** EXCERPTED PASSAGE **
<<<<
2.3 Material and Computational Parameters

The material parameters are consistent with local elastic behavior governed by anisotropic elastic constants C ₁₁, C ₁₂, and C ₄₄ = 246.5, 147.3, and 124.7 GPa, respectively,[19] and random grain orientations consistent with an untextured polycrystal, as in Reference 1. Two distributions are considered for the nonuniform grain-to-grain values of τ _c : an asymmetric distribution described by a Gamma function (Eq. [5a], Table II) and a normal distribution (Eq. [5b], Table II). Each of these has two free parameters that control τ _c,mean and τ _c,min. In general, the most severe slip events are modeled by selecting γ _target = min(1.2 b/d, τ _c /60 GPa), where the Burgers vector magnitude b = 0.25 nm and a uniform grain size d = 30 or 50 nm is applied. The first expression for γ _target corresponds to slip of a cubic grain of edge length d on a glide plane through the center. The second expression is an estimate of the largest γ _target that can be accommodated without reversing the sign of τ ^(α) _ns during expansion of the loop across the grain. This is termed the positive driving force condition.[1] The first expression normally applies, but there is typically a subset of ~15 pct grains with smaller τ _c values for which the second expression applies. In addition, a variety of τ _bias values are considered.

Table II Multistep Process to Calibrate QCP Simulations to Experimental Data

The primary computational parameters are the local strain rate \( \dot{\gamma }_{0} \) = 2 · 10^–2/s contributed by an active slip system and the macroscopic strain rate \( \dot{\varepsilon }_{\text{global}} \) = 1 · 10^–3/s. The former is an order of magnitude larger so that deformation due to local slip is viewed as relatively instantaneous compared to macroscopic deformation. A maximum time increment Δt = 2 · 10^–2 s is specified to ensure that a quantized slip event is captured in several time-steps. Prior studies[1] demonstrate that a 1000 grain model is sufficiently large so that the macro σ−ε response is independent of the number of grains. A typical analysis with 1000 grains for 100 time-steps requires ~4.5 CPU hours with the Glenn system at the Ohio Supper Computer Center.[20]

Figure 2 shows the evolution of γ ^p(α) _ns and τ ^(α) _ns (MPa) vs time (seconds) for a specific slip system α in an interior grain with γ _target = 6 · 10^–3. Three periods are shown: \( \dot{\varepsilon }_{\text{global}} \) = +10^–3/s from 0 to 5 seconds; \( \dot{\varepsilon }_{\text{global}} \) = −10^–3/s from 5 to 10 seconds; and \( \dot{\varepsilon }_{\text{global}} \) = +10^–3/s from 10 to 16 seconds. During the first period, τ _c is reached twice, so that q increments from 0 to 1 and then 1 to 2. During the second period, −τ _c,b is reached twice, producing q = 0. In the third period, two forward events occur, producing q = 2. Thus, γ ^p(α) _ns is quantized in units of γ _target. Note that τ _c  = 428.4 MPa vs τ _c,b  = 228.4 MPa, so that τ _bias = 200 MPa. In Figure 2, τ ^(α) _ns sometimes increases in a nonlinear fashion due to stress redistribution arising from slip events in neighboring grains. About 15 time-steps (corresponding to 0.3 seconds) are required to fully implement a slip event, thereby ensuring sufficient computational resolution.
>>>>
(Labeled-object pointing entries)
<<<<
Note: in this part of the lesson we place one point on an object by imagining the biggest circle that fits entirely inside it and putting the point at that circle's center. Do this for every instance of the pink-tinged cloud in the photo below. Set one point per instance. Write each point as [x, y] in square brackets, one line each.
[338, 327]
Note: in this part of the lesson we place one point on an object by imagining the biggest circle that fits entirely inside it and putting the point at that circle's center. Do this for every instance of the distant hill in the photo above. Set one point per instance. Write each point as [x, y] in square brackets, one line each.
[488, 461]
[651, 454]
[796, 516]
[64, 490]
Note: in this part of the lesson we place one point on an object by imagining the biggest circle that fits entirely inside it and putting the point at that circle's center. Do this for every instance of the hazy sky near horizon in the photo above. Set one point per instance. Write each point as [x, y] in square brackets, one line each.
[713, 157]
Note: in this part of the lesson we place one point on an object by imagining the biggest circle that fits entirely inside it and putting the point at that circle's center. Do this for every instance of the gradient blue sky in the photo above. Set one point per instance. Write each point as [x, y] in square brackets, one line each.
>>>>
** TO DO **
**a)** In the passage on material and computational parameters, what value is given for the Burgers vector magnitude b?
**b)** Count the lines of the records that contain the string "gradient", matching case exactly, and give only the number.
The passage on material and computational parameters has nothing to do with the records.

** SOLUTIONS TO THE PROBLEMS **
**a)** 0.25 nm

**b)** 1